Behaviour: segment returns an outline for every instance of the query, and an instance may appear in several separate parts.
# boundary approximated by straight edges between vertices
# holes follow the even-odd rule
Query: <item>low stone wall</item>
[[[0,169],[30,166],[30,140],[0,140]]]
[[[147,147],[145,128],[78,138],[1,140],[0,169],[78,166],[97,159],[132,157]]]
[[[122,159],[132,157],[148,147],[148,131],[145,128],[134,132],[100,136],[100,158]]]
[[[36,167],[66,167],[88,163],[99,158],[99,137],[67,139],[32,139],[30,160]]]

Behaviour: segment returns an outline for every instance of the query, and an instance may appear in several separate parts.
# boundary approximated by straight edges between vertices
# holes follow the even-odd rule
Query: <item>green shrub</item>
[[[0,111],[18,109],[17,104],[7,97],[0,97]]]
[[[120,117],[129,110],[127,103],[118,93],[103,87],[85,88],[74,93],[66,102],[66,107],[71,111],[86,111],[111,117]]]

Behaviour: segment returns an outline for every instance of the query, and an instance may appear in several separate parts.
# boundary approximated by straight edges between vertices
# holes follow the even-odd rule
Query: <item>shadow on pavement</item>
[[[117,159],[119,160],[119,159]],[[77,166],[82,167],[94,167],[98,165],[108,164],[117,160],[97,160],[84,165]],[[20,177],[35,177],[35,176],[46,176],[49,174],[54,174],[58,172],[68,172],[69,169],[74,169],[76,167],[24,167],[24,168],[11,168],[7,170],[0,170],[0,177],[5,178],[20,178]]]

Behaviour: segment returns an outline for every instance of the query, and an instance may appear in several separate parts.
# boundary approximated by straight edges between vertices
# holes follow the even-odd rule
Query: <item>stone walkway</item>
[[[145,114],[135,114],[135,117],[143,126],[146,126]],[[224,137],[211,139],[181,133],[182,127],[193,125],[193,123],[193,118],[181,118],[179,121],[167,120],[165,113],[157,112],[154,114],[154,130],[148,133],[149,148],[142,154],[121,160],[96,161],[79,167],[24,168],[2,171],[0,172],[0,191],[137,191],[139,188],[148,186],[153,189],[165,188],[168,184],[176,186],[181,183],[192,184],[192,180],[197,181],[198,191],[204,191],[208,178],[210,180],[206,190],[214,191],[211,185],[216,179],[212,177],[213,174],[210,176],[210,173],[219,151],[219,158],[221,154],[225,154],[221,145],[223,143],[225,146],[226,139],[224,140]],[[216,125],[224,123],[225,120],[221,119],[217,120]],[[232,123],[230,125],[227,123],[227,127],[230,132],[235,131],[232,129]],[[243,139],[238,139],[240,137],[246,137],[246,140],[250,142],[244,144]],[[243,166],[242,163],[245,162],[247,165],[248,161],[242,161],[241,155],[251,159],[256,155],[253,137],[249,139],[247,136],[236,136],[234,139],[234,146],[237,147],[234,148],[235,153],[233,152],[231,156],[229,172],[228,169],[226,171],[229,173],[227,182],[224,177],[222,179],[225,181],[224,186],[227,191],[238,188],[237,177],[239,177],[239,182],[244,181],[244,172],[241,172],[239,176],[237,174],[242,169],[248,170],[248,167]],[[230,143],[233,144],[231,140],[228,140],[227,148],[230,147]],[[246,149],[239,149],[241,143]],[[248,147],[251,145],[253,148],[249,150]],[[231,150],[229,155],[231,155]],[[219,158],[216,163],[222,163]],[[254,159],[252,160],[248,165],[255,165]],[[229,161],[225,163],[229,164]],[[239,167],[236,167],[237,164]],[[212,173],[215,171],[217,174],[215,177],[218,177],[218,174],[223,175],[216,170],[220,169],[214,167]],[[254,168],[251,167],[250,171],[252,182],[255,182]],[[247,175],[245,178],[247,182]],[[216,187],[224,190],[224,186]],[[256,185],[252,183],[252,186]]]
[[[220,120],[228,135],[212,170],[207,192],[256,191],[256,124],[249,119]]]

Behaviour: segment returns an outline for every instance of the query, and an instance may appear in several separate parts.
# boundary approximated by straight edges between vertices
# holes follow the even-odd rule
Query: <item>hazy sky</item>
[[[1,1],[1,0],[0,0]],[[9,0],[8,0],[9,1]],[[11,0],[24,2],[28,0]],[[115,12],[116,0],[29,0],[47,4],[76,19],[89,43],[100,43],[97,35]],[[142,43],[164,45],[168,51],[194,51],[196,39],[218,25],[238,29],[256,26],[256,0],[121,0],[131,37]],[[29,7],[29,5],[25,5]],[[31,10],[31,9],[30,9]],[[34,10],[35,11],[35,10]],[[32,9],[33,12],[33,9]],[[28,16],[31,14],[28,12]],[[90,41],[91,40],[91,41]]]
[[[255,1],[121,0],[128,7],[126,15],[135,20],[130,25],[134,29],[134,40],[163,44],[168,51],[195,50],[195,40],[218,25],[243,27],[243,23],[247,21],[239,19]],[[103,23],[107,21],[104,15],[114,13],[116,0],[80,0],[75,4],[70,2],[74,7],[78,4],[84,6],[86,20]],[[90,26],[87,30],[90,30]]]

▶ [WHAT NEEDS TO BE DONE]: Each record above is to be reproduced word for word.

▶ [ANSWER SECTION]:
Behaviour: segment returns an outline for every instance of the query, and an instance may appear in several separate parts.
# boundary approximated by straight edges between vertices
# holes follow the even-odd rule
Query: <item>low stone wall</item>
[[[0,169],[30,166],[30,140],[0,140]]]
[[[147,147],[145,128],[78,138],[1,140],[0,169],[78,166],[97,159],[132,157]]]
[[[122,159],[132,157],[148,147],[148,131],[145,128],[134,132],[100,136],[100,158]]]
[[[36,167],[66,167],[88,163],[99,158],[99,137],[67,139],[32,139],[30,160]]]

Behaviour: segment returns an outline for every instance of the query, and an instance may appear in several separate parts.
# boundary approximated by straight edges between vertices
# holes follow the even-odd rule
Query: <item>green shrub</item>
[[[0,111],[18,109],[17,104],[7,97],[0,97]]]
[[[120,117],[129,110],[127,103],[118,93],[103,87],[85,88],[74,93],[66,102],[66,107],[71,111],[86,111],[111,117]]]

Behaviour: segment returns an outline for every instance of the query, and an instance may appear in several separate parts.
# boundary approximated by straight edges between vertices
# holes follow the even-odd rule
Query: <item>shadow on pavement</item>
[[[117,159],[119,160],[119,159]],[[77,166],[82,167],[94,167],[98,165],[108,164],[117,160],[97,160],[84,165]],[[20,177],[35,177],[35,176],[46,176],[49,174],[54,174],[58,172],[68,172],[69,169],[74,169],[76,167],[24,167],[24,168],[11,168],[7,170],[0,170],[0,177],[5,178],[20,178]]]

Behaviour: segment returns an outline for every instance of the query, and an instance may appear in several separate parts.
# boundary approximated by straight edges between vertices
# holes follow the even-odd rule
Query: <item>stone walkway</item>
[[[145,114],[135,114],[135,117],[143,126],[146,126]],[[224,137],[211,139],[181,133],[182,127],[193,125],[193,123],[193,118],[181,118],[179,121],[167,120],[165,113],[157,112],[154,114],[154,130],[148,133],[149,148],[142,154],[121,160],[96,161],[79,167],[24,168],[2,171],[0,172],[0,191],[137,191],[139,188],[148,186],[153,189],[165,188],[168,184],[176,186],[181,183],[192,184],[192,180],[197,181],[198,191],[204,191],[208,178],[210,180],[206,190],[214,191],[211,185],[216,179],[212,177],[213,174],[210,176],[210,173],[219,151],[219,158],[221,154],[225,154],[221,145],[223,143],[225,146],[226,139],[224,140]],[[216,125],[224,123],[225,120],[221,119],[217,120]],[[232,123],[230,125],[227,123],[227,127],[230,132],[235,131],[232,129]],[[243,139],[238,139],[240,137],[246,137],[246,140],[250,142],[244,144]],[[243,166],[242,163],[245,162],[247,165],[248,161],[242,161],[241,155],[251,159],[256,155],[253,137],[249,139],[247,136],[236,136],[234,139],[234,146],[237,147],[234,148],[235,153],[233,152],[231,156],[229,172],[228,169],[226,171],[229,173],[227,182],[224,177],[222,179],[225,181],[224,186],[227,191],[238,188],[237,177],[239,177],[239,182],[244,181],[244,172],[241,172],[239,176],[237,174],[242,169],[248,170],[248,167]],[[230,143],[233,144],[231,140],[228,140],[227,148],[230,147]],[[246,149],[239,149],[241,143]],[[248,147],[251,145],[253,148],[249,150]],[[231,150],[229,155],[231,155]],[[219,158],[216,163],[222,163]],[[254,159],[252,160],[248,165],[255,165]],[[229,161],[225,163],[229,164]],[[239,167],[236,167],[237,164]],[[212,173],[215,171],[217,174],[215,177],[218,177],[218,174],[223,175],[216,170],[220,169],[214,167]],[[254,168],[251,167],[250,171],[252,182],[255,182]],[[247,175],[245,178],[247,182]],[[216,187],[224,190],[224,186]],[[256,185],[252,183],[252,186]]]
[[[220,120],[228,135],[212,170],[207,192],[256,191],[256,124],[249,119]]]

Behaviour: segment returns an outline for every instance of the query, and an instance may appear in several separate parts.
# boundary approximated by straight edges between vertices
# holes follow the even-odd rule
Query: <item>hazy sky</item>
[[[1,1],[1,0],[0,0]],[[9,0],[8,0],[9,1]],[[11,0],[24,2],[28,0]],[[115,12],[116,0],[29,0],[47,4],[76,19],[89,43],[100,43],[97,35]],[[142,43],[164,45],[168,51],[194,51],[196,39],[218,25],[238,29],[256,26],[256,0],[121,0],[131,37]],[[29,7],[29,5],[25,5]],[[31,10],[31,9],[30,9]],[[34,10],[35,11],[35,10]],[[32,9],[33,12],[33,9]],[[28,16],[31,14],[28,12]],[[90,41],[91,40],[91,41]]]
[[[255,1],[121,0],[128,7],[126,15],[135,20],[130,25],[134,29],[134,40],[163,44],[168,51],[195,50],[195,40],[218,25],[243,27],[243,23],[247,21],[239,19]],[[103,23],[107,21],[104,15],[114,13],[116,0],[80,0],[75,4],[70,2],[74,7],[78,4],[84,6],[86,20]],[[90,26],[87,30],[90,30]]]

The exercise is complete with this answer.